Given task a:
Return every line in the entries that contains the string "white".

#### Text

Apple It better not be me! I don't want to go anywhere near that stupid Marshmallow!
MePhone4 The person who was eliminated is... (Apple and Pickle stare in distress.) Sorry, I blanked out for a moment thinking about cookies! Anyway... Apple, you got 244 votes, which is the most ever!
Apple Wh-what?!
OJ Had to see that coming.
Pickle Is that an insult?
Apple Wait, hold on, remind me. What does eliminated mean?
(Apple is sent flying by the Fist Thingy and lands in the remains of the cage on Idiotic Island.)
Apple Uh, hello? Where is everybody? (sighs)
(Cut to the other eliminated contestants, except for Salt, on the water, using a tree as a boat.)
Lightbulb Great! The tree boat idea worked! Although... I think I got a splinter... (There is a shot of Lightbulb with a large splinter in her arm as a pained scream plays.)
Marshmallow Wait a minute, where's Salt?!
(Cut to Salt swimming towards Inanimate Island with hearts in her eyes.)
Knife Uh... (Salt is shown thinking about OJ.) Just leave her.
Nickel You don't understand! MePhone sees her, the whole escape is ruined! We've got to stop her!
(Cut to MePhone4 and the competing contestants.)
MePhone4 Time for the next challenge. My personal favorite, MePhone Says.
OJ Isn't that a game for like five-year-olds?
MePhone4 Well, I'm just a year old, but let me assure you, this is no child's play. Does anybody need me to explain the rules?
(Pickle, Taco, and Bow raise their hands.)
MePhone4 I tell you to do stuff, but I have to say "MePhone says" first. Otherwise, if you do it, then you're out of the challenge! So, let's begin. MePhone says touch your face. (Everyone touches their face.) MePhone says touch your feet. (Everyone touches their feet.) MePhone says touch your nose. (The characters inexplicably have noses and touch them.) You guys are better than I thought.
Paper Underestimated us, huh?
MePhone4 Shut up! (Paper goes silent.) I didn't say MePhone says.
Paper Oh, you got to be kidding me!
MePhone4 Those are the rules.
Paper You su- (The Fist Thingy punches him away.)
MePhone4 So, moving on. MePhone says everyone but OJ, drink OJ.
OJ What?!
(The other contestants jump on top of OJ and start drinking from him. He yelps.)
MePhone4 MePhone says stop! (The contestants jump off a now-empty OJ. He yelps again.) MePhone says spit lemons.
Taco Easy peasy lemon squeezy! (She inhales and exhales, but then only coughs. She gasps.) I'm out of lemons!
Pickle It's okay, Taco.
Taco (crying) You don't understand! I am nothing without my citrus!
MePhone4 Okay, since Taco won immunity last time, she gets one pass. Now everyone's equally matched. So, MePhone says do a headstand. (Everyone does a handstand.) Now, sit still in this chair.
Bow Whee! (sits in the chair)
MePhone4 I didn't say MePhone says.
Bow What?! I thought we were playing musical chairs! (The chair breaks under her and she starts tearing up.)
MePhone4 Okay, MePhone says hold your breath for ten minutes.
OJ What?
(The contestants all hold their breath.)
(Cut to the eliminated contestants.)
Nickel Salt! Get back over here! Now!

########
#### Data section

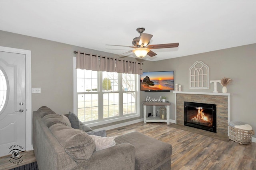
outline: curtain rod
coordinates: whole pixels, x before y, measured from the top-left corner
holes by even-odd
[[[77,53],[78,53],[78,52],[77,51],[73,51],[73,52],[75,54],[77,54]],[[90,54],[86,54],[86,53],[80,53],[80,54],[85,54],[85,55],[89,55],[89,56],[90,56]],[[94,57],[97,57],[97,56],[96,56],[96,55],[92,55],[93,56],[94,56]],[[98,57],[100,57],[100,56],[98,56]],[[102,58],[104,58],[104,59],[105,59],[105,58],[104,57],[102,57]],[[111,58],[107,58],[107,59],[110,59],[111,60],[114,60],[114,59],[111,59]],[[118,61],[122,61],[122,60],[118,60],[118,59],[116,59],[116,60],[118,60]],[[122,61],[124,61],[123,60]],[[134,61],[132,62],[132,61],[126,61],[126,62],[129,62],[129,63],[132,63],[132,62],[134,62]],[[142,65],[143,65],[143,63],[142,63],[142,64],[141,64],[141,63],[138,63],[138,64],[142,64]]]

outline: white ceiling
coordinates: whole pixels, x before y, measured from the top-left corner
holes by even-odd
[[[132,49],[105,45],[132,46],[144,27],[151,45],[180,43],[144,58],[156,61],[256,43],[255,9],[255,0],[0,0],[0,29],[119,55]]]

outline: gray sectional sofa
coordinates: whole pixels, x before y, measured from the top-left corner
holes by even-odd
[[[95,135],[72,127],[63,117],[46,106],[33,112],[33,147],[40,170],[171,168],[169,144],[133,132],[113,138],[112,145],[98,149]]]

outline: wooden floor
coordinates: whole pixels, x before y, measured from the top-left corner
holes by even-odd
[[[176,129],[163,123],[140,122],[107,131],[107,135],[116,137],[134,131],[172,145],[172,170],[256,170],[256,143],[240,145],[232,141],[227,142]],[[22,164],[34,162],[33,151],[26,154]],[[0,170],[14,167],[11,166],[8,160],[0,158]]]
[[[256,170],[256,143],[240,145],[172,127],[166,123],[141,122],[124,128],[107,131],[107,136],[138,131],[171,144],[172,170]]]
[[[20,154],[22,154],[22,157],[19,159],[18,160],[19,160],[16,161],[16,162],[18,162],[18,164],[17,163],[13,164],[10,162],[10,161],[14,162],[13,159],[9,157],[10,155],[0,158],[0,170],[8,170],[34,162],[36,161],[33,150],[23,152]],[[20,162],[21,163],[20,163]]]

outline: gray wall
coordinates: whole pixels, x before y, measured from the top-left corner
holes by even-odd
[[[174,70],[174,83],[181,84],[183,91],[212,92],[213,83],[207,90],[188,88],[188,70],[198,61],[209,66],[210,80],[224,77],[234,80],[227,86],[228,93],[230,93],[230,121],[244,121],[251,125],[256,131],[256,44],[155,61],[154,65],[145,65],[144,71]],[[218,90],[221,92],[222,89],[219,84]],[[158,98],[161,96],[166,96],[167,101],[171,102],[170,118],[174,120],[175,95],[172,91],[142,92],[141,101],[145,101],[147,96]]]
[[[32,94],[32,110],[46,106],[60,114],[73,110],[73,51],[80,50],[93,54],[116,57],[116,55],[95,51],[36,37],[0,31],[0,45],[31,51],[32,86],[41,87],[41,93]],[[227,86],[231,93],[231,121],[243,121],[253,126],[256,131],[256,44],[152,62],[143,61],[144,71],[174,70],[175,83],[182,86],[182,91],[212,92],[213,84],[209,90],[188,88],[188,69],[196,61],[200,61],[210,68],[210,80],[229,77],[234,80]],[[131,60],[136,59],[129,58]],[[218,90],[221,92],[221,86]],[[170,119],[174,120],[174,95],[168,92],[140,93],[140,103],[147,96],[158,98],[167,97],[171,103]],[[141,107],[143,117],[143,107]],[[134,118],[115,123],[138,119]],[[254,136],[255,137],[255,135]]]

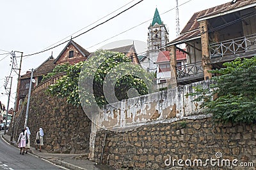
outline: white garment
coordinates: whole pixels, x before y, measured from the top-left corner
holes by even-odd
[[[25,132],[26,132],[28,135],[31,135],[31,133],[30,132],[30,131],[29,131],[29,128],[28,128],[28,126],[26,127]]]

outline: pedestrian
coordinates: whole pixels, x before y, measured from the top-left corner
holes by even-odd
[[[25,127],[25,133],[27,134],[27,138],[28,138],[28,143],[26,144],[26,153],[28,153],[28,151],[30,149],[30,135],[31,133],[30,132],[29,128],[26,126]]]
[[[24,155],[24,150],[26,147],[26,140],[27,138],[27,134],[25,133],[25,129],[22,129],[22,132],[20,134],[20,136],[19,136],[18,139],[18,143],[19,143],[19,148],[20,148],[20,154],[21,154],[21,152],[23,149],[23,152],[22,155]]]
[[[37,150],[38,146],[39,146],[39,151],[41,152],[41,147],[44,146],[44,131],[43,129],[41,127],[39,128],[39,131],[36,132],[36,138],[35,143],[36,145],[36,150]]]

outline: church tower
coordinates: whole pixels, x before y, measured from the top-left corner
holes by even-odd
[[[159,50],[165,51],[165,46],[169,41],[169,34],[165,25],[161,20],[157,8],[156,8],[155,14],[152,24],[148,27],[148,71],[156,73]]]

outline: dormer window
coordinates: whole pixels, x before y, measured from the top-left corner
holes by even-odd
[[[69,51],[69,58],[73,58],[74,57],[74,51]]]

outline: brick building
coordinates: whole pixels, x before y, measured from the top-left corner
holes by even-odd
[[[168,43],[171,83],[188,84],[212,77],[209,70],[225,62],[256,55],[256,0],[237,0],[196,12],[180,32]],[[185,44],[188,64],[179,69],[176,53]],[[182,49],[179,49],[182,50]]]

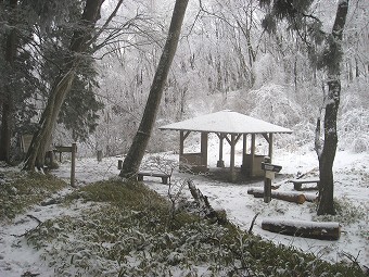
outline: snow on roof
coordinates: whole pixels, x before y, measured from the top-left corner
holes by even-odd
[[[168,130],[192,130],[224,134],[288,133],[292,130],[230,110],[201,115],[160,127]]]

########

Given task b:
Condense the line of the script above that begins "MePhone4 I tell you to do stuff" into a shorter version that keeps its main facts.

Response a:
outline: white ceiling
outline: white garment

Response b:
MePhone4 explains the rules. Contestants must do what he says only when he begins with "MePhone says." Anyone who follows a command without that phrase is out of the challenge. He then tells everyone to touch their face, feet, and nose. They all do it, and he remarks that they are better than he thought.